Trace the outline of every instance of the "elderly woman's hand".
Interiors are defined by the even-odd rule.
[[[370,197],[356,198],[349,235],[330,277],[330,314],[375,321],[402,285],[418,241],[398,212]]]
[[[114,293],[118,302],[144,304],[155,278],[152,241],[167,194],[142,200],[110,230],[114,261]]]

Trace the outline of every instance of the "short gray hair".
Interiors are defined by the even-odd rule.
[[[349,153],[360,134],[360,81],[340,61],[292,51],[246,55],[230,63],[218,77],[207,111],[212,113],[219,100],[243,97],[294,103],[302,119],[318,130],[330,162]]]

_ _ _

§ **WHAT IS ASKED**
Reproduce the lines above, changing each occurrence of "Trace the outline" to "Draw the boundary" and leaving everything else unchanged.

§ **FULL OUTPUT**
Draw the boundary of every instance of the "elderly woman's hand".
Interiors are defined by the even-odd rule.
[[[370,197],[356,198],[349,235],[330,277],[330,314],[375,321],[402,285],[418,241],[398,212]]]
[[[114,293],[118,302],[144,304],[155,278],[152,241],[167,194],[142,200],[110,230],[114,261]]]

Draw the boundary of every instance of the "short gray hair".
Interiors are defined by the even-odd rule.
[[[349,153],[360,134],[360,81],[340,61],[292,51],[246,55],[230,63],[218,77],[207,111],[212,113],[219,100],[243,97],[294,103],[302,119],[318,130],[330,162]]]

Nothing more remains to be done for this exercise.